------ Dataset extract

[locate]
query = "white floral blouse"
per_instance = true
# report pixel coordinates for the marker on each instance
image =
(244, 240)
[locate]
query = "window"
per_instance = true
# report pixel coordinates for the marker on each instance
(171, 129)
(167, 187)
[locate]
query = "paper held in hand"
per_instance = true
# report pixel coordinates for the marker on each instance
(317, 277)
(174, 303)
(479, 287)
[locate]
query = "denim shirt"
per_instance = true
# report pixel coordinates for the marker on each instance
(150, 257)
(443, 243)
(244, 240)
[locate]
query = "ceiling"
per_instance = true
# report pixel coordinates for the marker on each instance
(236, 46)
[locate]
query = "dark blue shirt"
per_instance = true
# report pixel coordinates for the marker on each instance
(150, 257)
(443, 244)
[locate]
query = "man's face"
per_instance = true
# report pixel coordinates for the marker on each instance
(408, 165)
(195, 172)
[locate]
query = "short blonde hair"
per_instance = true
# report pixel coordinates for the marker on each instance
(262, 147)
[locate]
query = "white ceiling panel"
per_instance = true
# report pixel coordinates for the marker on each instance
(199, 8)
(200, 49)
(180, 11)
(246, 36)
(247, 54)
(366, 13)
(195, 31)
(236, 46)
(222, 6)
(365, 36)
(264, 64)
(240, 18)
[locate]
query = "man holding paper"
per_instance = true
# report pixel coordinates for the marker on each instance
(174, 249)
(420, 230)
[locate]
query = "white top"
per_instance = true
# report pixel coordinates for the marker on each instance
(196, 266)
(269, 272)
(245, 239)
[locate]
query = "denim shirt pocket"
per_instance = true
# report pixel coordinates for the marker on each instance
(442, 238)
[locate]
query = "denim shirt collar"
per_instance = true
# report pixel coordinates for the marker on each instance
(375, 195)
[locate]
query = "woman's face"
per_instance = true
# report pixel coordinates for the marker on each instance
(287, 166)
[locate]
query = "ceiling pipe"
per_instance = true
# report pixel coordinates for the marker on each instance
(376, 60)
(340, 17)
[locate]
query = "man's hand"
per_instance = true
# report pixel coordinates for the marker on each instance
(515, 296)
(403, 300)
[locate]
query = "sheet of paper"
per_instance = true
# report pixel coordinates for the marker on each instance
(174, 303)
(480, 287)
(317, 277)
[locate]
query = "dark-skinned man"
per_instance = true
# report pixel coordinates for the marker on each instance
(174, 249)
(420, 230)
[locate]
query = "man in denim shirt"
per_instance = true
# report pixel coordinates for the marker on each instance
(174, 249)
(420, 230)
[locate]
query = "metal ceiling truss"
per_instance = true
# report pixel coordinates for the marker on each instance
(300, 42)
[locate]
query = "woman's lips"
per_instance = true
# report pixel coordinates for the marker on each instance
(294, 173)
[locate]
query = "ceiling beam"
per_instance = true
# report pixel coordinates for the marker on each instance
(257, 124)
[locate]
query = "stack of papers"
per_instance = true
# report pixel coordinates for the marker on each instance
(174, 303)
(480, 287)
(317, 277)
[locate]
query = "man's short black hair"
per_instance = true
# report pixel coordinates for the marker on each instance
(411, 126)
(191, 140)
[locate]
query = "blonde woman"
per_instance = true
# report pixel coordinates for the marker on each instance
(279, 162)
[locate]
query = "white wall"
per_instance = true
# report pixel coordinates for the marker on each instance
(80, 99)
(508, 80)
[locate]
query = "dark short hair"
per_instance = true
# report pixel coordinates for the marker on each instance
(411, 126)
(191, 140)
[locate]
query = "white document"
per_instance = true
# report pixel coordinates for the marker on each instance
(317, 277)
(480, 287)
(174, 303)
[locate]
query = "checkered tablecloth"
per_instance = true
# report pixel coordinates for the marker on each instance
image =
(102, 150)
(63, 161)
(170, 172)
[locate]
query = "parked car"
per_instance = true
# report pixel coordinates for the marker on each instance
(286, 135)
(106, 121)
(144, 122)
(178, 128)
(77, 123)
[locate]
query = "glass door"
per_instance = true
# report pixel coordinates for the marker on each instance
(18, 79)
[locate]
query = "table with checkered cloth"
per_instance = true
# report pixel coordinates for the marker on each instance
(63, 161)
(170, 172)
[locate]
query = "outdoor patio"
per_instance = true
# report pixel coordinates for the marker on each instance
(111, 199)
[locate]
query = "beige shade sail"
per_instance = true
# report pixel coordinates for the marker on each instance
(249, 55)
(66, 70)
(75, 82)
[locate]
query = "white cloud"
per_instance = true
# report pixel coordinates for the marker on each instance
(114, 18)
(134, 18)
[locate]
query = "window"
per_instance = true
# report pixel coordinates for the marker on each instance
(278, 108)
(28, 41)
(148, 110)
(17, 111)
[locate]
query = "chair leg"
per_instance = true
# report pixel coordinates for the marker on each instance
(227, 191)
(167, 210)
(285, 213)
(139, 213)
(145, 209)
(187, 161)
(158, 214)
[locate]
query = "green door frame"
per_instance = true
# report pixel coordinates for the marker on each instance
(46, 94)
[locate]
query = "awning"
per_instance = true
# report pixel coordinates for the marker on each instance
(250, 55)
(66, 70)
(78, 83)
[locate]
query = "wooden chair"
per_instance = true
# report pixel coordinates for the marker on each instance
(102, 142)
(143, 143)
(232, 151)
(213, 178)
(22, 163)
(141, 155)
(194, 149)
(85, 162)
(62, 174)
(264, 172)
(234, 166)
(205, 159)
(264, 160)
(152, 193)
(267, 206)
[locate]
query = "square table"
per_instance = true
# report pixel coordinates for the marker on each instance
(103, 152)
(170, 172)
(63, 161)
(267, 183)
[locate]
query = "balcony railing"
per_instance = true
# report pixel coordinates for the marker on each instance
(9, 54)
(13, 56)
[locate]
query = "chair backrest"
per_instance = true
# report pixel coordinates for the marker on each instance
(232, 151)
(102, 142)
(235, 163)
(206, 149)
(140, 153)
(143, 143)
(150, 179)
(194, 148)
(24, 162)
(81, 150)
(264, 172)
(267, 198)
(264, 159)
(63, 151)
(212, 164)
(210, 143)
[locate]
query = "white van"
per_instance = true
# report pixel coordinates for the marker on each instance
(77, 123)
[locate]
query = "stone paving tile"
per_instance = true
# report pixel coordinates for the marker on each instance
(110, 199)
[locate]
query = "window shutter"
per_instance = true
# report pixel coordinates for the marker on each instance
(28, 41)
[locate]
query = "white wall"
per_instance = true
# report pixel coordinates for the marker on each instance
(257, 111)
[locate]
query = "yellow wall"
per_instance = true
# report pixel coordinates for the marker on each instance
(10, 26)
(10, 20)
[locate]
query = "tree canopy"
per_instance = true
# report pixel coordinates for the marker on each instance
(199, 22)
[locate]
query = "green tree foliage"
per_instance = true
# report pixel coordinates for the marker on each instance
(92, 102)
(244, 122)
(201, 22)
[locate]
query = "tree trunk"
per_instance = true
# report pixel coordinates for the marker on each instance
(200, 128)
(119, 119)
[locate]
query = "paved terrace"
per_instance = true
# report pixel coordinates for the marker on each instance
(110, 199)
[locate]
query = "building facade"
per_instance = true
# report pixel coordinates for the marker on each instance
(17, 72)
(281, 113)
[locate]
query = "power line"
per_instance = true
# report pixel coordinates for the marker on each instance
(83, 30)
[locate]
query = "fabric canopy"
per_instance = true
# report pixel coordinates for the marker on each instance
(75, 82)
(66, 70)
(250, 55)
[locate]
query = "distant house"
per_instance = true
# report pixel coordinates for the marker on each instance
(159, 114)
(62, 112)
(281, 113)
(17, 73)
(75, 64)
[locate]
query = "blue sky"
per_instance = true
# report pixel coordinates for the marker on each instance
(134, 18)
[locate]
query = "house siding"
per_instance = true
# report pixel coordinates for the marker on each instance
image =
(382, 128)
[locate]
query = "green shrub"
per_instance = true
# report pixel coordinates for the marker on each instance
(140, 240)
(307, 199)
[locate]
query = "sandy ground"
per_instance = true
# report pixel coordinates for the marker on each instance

------------

■ Task instructions
Filter the data above and copy every line that contains the string "denim". Matching is case-sensitive.

■ Solution to this exercise
query = "denim shirt"
query = "denim shirt pocket"
query = "denim shirt collar"
query = "man in denim shirt"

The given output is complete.